## Start INPUT MATERIAL
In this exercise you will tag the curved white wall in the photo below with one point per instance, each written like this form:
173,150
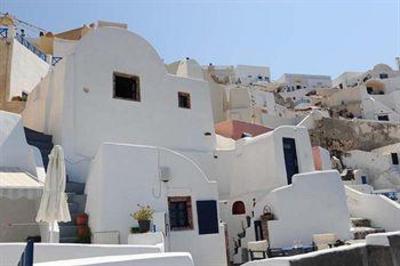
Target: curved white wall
314,204
77,107
123,175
## End INPUT MATERIAL
### AIM:
Reproduce every row above, requests included, with each point coordinate in the answers multiplied by 1.05 and rounded to the nearest whole number, halves up; numbers in the requests, including the format sample, stay as they are. Omit the pictures.

### IN RESPONSE:
In this exercise you will tag the curved white wall in the photo below with one point per instance, each written like this form:
173,150
Target: curved white wall
330,214
81,112
129,184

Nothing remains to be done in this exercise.